* **YOUR TASKS**:
- A) Name every aircraft the blog post about unmanned combat aircraft mentions by name.
- B) According to the blog post about unmanned combat aircraft, why was the man from the North in London?
- C) Resume the blog post about unmanned combat aircraft, starting right after its last sentence.

* **SELECTION**:
◇ ◇ ◇ ◇

Wednesday, 24 November 2010

I met someone who works in the arms trade last night

I meet the strangest people in pubs. This guy was a Northern lad and he
explained he was down in London to sign a deal on some new Unmanned
Aerial Vehicle technology. UAV's and UCAV's (Unmanned Combat Aerial
Vehicles) are the future of warfare. It'll soon be like playing a
computer game. Since the first Predator aerial drone broke international
convention and launched a Hellfire missile the dawn of a new era in
killing has begun.

UCAV's offer huge advantages over manned vehicles. The primary value is
risk. They can send them into the worst situations and the only fear is
loss of the materials (and the chance the technology could be
reverse-engineered by the enemy if enough survives an attack or a
crash). The reduction in need for the systems to support an organic
being means they can be far lighter. They can stay in the air for days
- much longer than U2 spy plane pilots would do. They can handle higher
acceleration and turning G-force so can jink away from a missile better
than planes like the Eurofighter with it's advanced systems to reduce
the impact of G-force on the pilot.

◇ ◇ ◇ ◇

* **INFORMATION SHOWN**:

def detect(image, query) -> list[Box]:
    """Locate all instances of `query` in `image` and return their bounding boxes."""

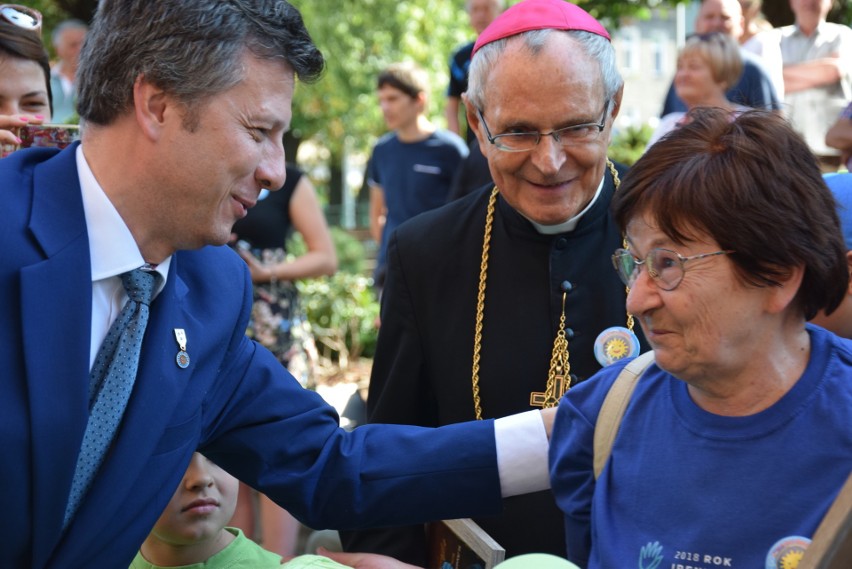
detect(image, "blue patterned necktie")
[62,269,160,528]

◇ ◇ ◇ ◇

* **EXERCISE ANSWERS**:
- A) Predator, U2, Eurofighter

- B) He was there to sign a deal on some new Unmanned Aerial Vehicle technology.

- C)
The man I met was designing systems that would ultimately kill people. I
admit a hypocritical interest in these systems too. I like warfare. But
I don't like what it is in practice. Thankfully I'm not part of the
industry but he was. But he didn't see what he was doing nor what he was
part of. He was just doing his job, a job that he'd done for years and
only did because it was a job. He never thought about his place in the
deaths that UAVs and UCAVs cause.

Collective fetishisation is a word I heard ages ago at a socialist
conference. It's about how people forget what goes into the products
that we buy. Take a can of beans. We never think about the person who
planted them, the one who harvested them, who designed the machiines
that canned them, the people who transport them, design the packaging,
put them on the shelves and all the rest in the chain.

People don't think about their part in the grand scheme of things
either. The bankers never thought their gambles would risk the world
economy as did the people who took mortgages they couldn't afford. This
gent who I met had signed a deal to bring ever more advanced technology
to the battlefield, but he never thought he was making the killing of a
fellow human being easier. Perhaps until he met me.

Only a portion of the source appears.